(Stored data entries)

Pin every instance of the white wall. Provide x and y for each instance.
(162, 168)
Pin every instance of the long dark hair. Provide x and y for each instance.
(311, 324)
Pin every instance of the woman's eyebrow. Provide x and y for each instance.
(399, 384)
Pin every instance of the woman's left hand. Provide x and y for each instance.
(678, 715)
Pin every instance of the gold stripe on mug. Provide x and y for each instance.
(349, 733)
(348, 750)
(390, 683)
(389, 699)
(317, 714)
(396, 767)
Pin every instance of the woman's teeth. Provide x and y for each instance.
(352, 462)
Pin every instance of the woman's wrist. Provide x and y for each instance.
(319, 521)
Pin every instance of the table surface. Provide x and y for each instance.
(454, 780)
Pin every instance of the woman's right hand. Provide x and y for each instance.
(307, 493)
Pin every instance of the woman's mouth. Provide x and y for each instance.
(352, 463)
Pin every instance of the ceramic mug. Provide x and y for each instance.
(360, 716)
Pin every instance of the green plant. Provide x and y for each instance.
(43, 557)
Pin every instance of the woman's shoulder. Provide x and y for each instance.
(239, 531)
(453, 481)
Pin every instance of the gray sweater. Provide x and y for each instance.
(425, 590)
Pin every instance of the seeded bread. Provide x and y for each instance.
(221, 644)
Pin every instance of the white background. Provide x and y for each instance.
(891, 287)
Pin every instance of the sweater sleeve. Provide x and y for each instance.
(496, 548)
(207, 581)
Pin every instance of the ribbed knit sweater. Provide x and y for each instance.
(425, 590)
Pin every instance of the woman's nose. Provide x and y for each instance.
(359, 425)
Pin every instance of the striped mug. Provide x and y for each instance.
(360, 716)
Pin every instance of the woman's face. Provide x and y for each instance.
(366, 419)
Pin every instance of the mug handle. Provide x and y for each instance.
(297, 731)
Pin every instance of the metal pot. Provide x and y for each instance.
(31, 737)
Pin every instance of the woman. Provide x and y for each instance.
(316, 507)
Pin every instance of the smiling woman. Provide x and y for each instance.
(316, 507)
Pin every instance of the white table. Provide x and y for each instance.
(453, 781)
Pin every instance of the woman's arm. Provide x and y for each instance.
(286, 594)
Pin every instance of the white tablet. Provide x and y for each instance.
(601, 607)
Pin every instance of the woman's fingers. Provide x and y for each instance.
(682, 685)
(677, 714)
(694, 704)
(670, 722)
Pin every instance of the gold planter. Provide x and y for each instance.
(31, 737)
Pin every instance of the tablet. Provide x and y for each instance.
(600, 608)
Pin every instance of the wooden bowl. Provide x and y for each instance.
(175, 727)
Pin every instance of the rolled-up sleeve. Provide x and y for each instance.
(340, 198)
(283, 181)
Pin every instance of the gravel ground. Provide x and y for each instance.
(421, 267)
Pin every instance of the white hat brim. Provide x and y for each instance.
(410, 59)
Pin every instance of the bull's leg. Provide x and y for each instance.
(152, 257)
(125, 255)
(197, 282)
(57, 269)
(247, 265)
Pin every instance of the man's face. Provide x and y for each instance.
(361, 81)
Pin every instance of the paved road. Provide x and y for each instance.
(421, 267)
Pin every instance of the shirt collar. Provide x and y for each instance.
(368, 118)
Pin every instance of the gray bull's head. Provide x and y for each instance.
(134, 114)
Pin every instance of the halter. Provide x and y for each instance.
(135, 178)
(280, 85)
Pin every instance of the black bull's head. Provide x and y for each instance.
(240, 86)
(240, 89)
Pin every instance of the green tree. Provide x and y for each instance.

> What the task requires:
Nothing in the data above may be skipped; repeat it all exactly.

> Answer to this exercise:
Pin every instance of the white wall. Provide x and y for each instance.
(162, 168)
Pin every instance of the long dark hair. Provide x and y for each instance.
(311, 324)
Pin every instance of the woman's eyebrow. Provide x and y for each instance.
(399, 384)
Pin every instance of the woman's left hand. Provide x and y for each instance.
(678, 715)
Pin every instance of the gold stripe on mug. Provide x and y for each instance.
(349, 733)
(348, 750)
(390, 683)
(389, 699)
(317, 714)
(396, 767)
Pin every instance of the woman's teeth. Provide x and y for each instance.
(352, 462)
Pin every instance of the woman's wrist. Provide x and y for each instance.
(319, 521)
Pin every instance of the table surface. Provide x and y for each instance.
(454, 780)
Pin every instance of the woman's right hand. Provide x and y for each instance.
(307, 493)
Pin every instance of the woman's mouth. Provide x and y for each instance.
(352, 463)
Pin every instance of the ceramic mug. Provide x and y for each instance.
(360, 716)
Pin every instance of the green plant. Provide x and y for each instance.
(43, 557)
Pin every instance of the woman's shoulder. Provide x and y for each instance.
(239, 531)
(453, 481)
Pin every instance of the gray sweater. Provide x and y for each instance.
(425, 590)
Pin every instance of the seeded bread. Provide x and y for each instance.
(221, 644)
Pin every instance of the white background. Provide x and y for each instance.
(891, 287)
Pin every instance of the sweater sleeve. Provide x and y for each instance.
(496, 548)
(207, 581)
Pin every instance of the ribbed knit sweater. Provide x and y for each instance.
(425, 590)
Pin every instance of the woman's nose. Provide x and y for each instance.
(359, 425)
Pin every instance of the striped mug. Provide x and y for each instance.
(360, 716)
Pin every instance of the woman's face. Provide x and y for each instance.
(366, 419)
Pin every instance of the mug handle. Provide x and y for each instance.
(297, 731)
Pin every instance of the metal pot. Provide x and y for each instance.
(31, 737)
Pin every instance of the woman. Provide x and y for each instance.
(316, 507)
Pin every instance of the smiling woman. Provide x and y for each instance.
(316, 507)
Pin every instance of the white table. Provide x and y for each instance.
(453, 781)
Pin every instance of the woman's arm. Provide x and y for each instance.
(286, 594)
Pin every instance of the white tablet. Provide x and y for each instance.
(601, 607)
Pin every instance of the woman's fingers. Provide x and y for each instance.
(682, 685)
(677, 714)
(694, 704)
(670, 722)
Pin every instance of the gold planter. Provide x and y for each instance.
(31, 737)
Pin every instance of the tablet. Provide x and y for each instance.
(600, 608)
Pin every instance of the wooden bowl. Provide x and y for each instance.
(175, 727)
Pin every instance of the rolled-up sleeve. Provide x and y for each instance.
(340, 198)
(283, 181)
Pin every instance of the gravel ground. Provide x and y for each instance.
(421, 267)
Pin every instance of the white hat brim. Provide x and y for each instance.
(410, 59)
Pin every instance of the bull's leg. Provide x and y for each instance.
(152, 257)
(125, 255)
(197, 282)
(57, 269)
(247, 265)
Pin every instance of the man's face. Provide x and y for each instance.
(361, 81)
Pin every instance of the paved road. Provide x and y for each instance.
(421, 267)
Pin every instance of the shirt collar. Provide x and y for each instance.
(368, 118)
Pin every instance of the gray bull's head. Provide x and y for each instance.
(134, 114)
Pin every instance of the halter. Provide x and y for each instance.
(135, 178)
(280, 85)
Pin every instance of the black bull's head. Provide x and y for each instance.
(240, 86)
(240, 89)
Pin every instance of the green tree. Provide x and y for each instance.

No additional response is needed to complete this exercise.